__Obiettivo dichiarato A__:
Elenca tutte le disposizioni normative richiamate nel brano sul terzo motivo di ricorso. Per ciascuna riporta articolo, codice e lettera o numero.
__Obiettivo dichiarato B__:
Prosegui il brano sul terzo motivo di ricorso a partire dalla sua ultima frase.

Con il terzo motivo, è denunciata "nullità della sentenza per assoluta mancanza della motivazione ai sensi dell’art. 606 c.p.p., lett. c), (ai sensi dell’art. 360 c.p.c., n. 4) ovvero mancanza, contraddittorietà e manifesta illogicità della motivazione ai sensi dell’art. 606 c.p.p., lett. e), (ovvero per insufficiente e contraddittoria motivazione circa un fatto controverso e decisivo per il giudizio ai sensi dell’art. 360 c.p.c., n. 5)".

Si censura la sentenza impugnata sia perchè il nome della Dott.ssa L.I. non è stato mai menzionato dall’incolpato, sia perchè le condizioni del ruolo delle cause non sono state contestate, sia, in generale, perchè la motivazione si rivela apodittica e tautologica.

1.2. I motivi, da esaminare congiuntamente per stretta connessione, sono infondati.

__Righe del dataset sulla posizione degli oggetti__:
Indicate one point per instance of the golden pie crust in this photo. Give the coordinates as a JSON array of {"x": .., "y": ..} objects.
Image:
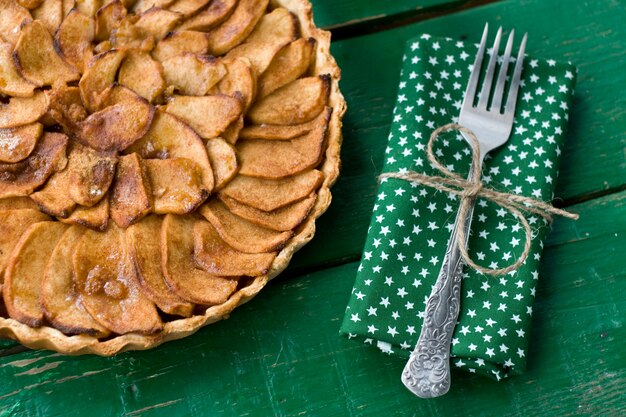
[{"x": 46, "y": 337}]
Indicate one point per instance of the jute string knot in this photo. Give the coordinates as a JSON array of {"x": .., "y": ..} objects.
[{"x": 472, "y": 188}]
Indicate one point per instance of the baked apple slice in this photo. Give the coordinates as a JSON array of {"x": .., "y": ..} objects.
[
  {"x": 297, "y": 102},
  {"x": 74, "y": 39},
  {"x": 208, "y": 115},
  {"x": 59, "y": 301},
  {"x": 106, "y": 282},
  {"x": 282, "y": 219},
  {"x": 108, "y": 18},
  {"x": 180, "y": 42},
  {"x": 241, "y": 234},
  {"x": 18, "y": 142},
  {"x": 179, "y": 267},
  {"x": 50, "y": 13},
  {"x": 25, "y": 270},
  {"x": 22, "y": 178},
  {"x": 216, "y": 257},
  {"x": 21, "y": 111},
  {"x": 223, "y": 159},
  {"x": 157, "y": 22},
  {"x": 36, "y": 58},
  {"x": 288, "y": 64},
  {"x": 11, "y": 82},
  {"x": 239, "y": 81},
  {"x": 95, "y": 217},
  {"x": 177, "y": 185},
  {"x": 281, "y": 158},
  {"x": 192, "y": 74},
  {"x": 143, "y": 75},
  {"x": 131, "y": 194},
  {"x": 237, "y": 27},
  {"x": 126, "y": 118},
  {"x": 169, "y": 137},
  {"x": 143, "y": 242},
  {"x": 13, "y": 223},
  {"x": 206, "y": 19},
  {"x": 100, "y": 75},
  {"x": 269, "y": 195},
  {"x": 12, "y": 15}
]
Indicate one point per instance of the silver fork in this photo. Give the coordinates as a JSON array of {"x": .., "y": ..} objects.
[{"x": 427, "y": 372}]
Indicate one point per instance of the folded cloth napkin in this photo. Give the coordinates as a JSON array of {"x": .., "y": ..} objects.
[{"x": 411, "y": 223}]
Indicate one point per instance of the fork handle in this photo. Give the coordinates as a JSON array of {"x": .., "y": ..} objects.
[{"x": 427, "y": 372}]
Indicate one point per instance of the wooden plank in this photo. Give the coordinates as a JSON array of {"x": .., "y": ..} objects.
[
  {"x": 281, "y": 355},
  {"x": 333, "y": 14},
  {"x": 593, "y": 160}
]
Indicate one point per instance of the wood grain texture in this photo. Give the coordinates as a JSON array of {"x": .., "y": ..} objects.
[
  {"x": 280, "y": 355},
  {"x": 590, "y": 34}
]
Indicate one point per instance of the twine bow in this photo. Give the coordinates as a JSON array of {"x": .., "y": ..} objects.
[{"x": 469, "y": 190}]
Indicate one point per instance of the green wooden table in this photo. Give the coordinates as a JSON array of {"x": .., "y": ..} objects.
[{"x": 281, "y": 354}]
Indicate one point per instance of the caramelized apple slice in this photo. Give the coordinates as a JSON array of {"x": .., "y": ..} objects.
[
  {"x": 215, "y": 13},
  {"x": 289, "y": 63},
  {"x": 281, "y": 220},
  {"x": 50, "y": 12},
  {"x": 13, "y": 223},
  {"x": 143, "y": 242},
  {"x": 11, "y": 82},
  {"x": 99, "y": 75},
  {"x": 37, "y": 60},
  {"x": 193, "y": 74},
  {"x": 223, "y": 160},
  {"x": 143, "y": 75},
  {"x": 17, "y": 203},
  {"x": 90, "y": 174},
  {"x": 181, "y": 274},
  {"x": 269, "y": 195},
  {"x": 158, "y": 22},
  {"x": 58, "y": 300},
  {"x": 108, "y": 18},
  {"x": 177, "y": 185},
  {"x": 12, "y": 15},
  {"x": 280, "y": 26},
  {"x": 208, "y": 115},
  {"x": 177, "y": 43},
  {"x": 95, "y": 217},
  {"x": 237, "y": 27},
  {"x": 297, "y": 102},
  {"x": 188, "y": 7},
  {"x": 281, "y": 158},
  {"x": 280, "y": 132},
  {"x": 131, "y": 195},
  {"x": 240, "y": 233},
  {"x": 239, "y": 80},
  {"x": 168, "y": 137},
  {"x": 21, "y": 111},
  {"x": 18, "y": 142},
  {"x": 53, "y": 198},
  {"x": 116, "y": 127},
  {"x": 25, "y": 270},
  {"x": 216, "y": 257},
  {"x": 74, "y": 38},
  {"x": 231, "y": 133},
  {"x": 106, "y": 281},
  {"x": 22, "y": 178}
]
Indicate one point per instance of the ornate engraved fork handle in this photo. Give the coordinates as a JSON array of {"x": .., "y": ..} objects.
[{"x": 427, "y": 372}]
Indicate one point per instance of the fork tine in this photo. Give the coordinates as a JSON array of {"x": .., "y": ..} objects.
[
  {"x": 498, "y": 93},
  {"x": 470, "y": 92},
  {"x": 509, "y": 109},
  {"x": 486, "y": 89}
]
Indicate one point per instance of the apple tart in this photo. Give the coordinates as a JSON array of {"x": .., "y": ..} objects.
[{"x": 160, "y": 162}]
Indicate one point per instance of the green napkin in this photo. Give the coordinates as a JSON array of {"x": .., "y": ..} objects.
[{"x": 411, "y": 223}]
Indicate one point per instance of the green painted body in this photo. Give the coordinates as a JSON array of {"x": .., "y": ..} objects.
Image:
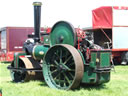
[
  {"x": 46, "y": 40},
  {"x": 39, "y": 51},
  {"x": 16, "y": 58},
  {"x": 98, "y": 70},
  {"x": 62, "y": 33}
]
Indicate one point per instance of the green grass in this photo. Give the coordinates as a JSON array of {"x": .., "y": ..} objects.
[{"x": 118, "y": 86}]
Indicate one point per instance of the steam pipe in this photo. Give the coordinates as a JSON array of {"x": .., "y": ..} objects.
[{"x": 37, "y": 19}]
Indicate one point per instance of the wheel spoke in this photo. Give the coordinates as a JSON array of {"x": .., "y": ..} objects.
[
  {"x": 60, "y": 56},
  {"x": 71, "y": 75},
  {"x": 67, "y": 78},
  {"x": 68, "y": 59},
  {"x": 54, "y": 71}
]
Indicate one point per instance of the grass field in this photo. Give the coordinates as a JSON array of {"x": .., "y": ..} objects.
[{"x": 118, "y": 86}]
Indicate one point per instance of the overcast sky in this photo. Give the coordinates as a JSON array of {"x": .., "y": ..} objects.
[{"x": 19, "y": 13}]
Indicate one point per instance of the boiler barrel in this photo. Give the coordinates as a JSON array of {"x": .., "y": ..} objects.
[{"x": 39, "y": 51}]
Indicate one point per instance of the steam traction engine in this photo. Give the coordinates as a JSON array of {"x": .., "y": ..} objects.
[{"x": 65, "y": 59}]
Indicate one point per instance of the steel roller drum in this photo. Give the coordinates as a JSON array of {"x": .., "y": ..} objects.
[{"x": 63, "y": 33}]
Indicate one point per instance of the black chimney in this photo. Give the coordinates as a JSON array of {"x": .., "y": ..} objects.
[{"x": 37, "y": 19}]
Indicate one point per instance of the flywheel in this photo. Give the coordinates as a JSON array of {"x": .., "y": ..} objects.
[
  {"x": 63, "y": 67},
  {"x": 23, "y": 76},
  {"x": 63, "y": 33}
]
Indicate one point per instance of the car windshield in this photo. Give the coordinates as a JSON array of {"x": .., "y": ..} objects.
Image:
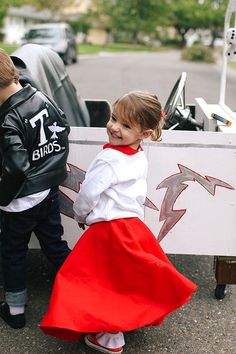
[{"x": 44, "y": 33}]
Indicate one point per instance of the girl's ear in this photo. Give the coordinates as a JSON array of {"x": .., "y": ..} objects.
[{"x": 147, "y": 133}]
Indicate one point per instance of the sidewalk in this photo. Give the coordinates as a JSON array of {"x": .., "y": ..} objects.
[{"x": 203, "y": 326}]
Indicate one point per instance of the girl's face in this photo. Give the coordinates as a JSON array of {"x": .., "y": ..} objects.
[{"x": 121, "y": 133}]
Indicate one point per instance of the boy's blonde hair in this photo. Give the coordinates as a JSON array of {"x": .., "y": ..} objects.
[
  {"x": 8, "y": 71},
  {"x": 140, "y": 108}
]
...
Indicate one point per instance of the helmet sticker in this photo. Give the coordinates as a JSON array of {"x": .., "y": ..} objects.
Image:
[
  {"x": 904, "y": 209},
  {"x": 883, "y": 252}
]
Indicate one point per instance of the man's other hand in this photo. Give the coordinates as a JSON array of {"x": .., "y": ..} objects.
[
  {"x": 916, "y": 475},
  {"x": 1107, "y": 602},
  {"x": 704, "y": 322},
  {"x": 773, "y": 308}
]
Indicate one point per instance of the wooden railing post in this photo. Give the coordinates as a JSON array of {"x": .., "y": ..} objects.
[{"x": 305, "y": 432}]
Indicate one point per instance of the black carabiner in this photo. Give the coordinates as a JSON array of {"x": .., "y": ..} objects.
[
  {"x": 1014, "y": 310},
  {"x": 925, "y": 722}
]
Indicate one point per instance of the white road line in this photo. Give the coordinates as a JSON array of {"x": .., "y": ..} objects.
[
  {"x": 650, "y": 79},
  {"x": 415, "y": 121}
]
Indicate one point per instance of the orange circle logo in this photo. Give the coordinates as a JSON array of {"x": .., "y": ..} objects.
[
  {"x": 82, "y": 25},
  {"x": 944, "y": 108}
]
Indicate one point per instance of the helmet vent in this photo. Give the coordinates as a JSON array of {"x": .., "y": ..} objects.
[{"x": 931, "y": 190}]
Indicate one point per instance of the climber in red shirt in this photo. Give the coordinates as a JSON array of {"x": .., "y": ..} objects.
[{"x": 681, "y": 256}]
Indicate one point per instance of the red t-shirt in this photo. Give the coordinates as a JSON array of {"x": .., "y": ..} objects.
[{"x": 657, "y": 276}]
...
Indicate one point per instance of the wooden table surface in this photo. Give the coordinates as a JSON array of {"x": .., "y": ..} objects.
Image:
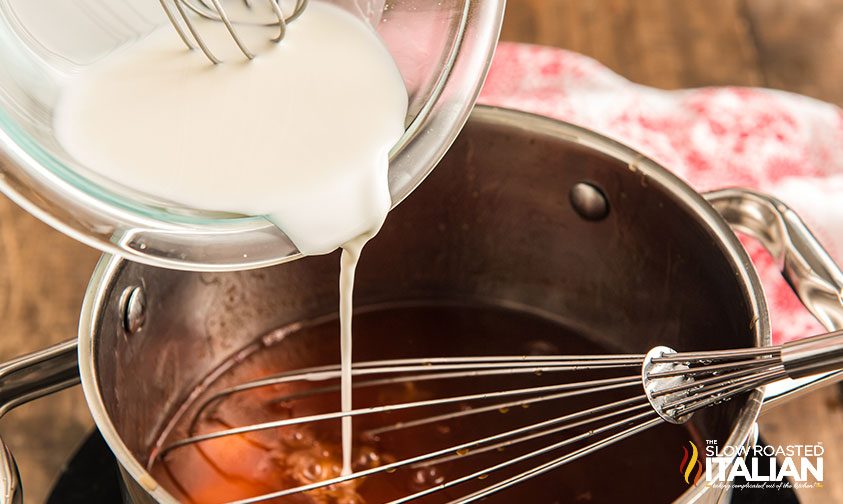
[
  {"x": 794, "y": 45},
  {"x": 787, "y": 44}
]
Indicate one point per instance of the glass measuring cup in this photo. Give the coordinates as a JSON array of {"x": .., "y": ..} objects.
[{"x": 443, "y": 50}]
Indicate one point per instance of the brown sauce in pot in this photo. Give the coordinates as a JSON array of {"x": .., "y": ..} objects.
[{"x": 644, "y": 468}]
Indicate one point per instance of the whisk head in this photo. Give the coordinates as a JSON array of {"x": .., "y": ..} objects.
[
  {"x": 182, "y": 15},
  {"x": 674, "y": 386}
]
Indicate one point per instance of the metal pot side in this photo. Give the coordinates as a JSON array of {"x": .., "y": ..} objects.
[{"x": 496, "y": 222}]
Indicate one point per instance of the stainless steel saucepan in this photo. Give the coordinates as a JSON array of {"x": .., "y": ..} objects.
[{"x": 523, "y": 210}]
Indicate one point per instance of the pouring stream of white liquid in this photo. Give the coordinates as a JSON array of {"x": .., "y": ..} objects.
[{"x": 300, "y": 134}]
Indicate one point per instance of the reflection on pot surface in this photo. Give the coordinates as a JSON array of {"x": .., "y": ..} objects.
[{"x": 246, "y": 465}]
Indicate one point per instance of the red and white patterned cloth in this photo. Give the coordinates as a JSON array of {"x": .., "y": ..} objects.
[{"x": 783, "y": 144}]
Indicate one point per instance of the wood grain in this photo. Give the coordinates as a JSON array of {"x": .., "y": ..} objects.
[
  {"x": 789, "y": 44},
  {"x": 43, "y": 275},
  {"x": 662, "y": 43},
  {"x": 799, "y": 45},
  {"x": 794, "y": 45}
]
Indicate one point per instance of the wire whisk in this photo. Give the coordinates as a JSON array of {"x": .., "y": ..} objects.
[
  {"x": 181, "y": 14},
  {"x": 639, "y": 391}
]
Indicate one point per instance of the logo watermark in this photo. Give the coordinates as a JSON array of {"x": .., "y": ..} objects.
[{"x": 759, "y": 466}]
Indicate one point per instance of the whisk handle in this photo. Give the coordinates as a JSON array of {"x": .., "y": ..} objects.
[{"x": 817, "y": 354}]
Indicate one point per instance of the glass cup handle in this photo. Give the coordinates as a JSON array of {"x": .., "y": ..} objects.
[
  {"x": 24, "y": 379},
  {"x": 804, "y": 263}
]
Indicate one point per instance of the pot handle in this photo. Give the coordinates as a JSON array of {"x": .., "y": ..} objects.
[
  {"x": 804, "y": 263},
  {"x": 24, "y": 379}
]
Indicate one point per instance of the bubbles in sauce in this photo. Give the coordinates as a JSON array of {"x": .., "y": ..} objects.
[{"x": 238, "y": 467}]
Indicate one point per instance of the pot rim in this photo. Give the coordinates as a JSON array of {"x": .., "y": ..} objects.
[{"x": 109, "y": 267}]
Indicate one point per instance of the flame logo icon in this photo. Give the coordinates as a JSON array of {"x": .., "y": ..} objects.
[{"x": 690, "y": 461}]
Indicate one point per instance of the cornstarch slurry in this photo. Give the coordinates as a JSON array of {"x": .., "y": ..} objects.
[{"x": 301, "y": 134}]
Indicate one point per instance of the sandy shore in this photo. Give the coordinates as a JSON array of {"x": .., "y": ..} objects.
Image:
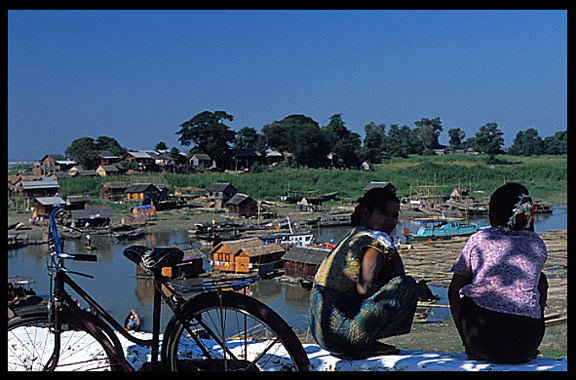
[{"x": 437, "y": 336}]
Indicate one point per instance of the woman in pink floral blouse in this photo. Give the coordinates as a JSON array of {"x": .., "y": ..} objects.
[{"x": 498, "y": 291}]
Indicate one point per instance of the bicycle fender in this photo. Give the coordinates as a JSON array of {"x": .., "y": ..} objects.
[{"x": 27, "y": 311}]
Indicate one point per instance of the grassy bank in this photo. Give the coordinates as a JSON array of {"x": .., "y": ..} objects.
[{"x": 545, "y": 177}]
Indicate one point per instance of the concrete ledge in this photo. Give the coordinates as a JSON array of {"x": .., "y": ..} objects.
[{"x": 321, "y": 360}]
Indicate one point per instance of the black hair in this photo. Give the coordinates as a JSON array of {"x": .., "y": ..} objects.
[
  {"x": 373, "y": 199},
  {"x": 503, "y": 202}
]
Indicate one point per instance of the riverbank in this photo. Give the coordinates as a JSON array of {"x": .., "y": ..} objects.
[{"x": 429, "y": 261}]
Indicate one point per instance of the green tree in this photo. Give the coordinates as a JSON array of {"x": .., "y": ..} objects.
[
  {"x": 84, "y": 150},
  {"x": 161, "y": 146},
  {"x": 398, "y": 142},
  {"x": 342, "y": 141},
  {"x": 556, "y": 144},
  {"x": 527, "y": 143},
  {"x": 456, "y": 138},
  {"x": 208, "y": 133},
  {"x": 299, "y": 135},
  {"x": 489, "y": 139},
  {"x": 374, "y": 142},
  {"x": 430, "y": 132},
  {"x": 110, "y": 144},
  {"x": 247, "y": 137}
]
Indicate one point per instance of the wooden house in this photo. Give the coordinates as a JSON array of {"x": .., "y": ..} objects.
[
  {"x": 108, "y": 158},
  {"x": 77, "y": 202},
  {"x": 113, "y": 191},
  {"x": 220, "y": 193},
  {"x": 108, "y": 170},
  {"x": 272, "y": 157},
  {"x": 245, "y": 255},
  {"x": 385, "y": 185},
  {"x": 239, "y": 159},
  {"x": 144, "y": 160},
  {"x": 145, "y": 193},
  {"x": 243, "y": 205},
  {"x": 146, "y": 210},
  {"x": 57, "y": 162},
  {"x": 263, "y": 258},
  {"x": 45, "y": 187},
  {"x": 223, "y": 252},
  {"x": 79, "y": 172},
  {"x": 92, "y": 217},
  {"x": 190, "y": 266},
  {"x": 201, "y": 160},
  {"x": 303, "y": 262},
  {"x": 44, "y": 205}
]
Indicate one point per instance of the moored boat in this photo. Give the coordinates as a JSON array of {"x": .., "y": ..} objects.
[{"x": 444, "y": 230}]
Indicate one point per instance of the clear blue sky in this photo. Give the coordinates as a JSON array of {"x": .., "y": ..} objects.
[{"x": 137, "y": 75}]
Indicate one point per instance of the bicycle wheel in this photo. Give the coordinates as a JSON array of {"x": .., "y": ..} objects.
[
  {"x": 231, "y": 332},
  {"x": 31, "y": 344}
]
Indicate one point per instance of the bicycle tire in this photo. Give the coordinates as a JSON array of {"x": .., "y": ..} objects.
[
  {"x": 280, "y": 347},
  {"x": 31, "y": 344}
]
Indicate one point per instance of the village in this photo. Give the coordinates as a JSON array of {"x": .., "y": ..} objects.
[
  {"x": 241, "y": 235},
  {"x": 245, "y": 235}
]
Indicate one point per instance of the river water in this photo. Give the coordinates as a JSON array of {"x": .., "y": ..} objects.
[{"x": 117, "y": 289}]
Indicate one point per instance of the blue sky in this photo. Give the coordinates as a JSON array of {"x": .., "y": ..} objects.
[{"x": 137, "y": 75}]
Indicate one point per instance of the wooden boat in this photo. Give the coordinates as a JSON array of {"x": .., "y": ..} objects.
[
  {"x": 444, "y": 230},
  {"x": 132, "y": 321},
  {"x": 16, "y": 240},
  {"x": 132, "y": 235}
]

__Risposta A__:
- art. 606 c.p.p., lett. c)
- art. 360 c.p.c., n. 4
- art. 606 c.p.p., lett. e)
- art. 360 c.p.c., n. 5

__Risposta B__:
Va innanzitutto osservato che il carattere di "abitualità" delle condotte addebitate al Dott. L.B. non risulta contestato nel capo di incolpazione e che anche il riferimento contenuto nella sentenza impugnata alla reiterazione del comportamento del magistrato (qualificato "reiteratamente e gravemente scorretto"), deve essere inteso, ad avviso del Collegio (e a prescindere dalla distinzione concettuale tra ciò che è "reiterato" e ciò che è "abituale"), come esclusivamente diretto ad incidere, con effetto rafforzativo, sulla valutazione di gravità della scorrettezza del comportamento.

Quanto, poi, alla sussistenza degli estremi dell’illecito disciplinare contestato, e cioè, appunto, alla configurabilità nella specie di un comportamento gravemente scorretto nei confronti di una collega, la sentenza impugnata deve ritenersi esente da vizi, sia di ordine giuridico che logico, avendo la Sezione disciplinare accertato, con congrua motivazione, come tale incensurabile in questa sede, che le critiche espresse dall’incolpato all’operato della collega che lo aveva preceduto nella titolarità del ruolo fossero, da un lato, esorbitanti dalle sue competenze e, dall’altro, del tutto gratuite, cioè senza motivo, prive di giustificazione in rapporto all’esigenza di esporre la situazione e tutelare la propria posizione.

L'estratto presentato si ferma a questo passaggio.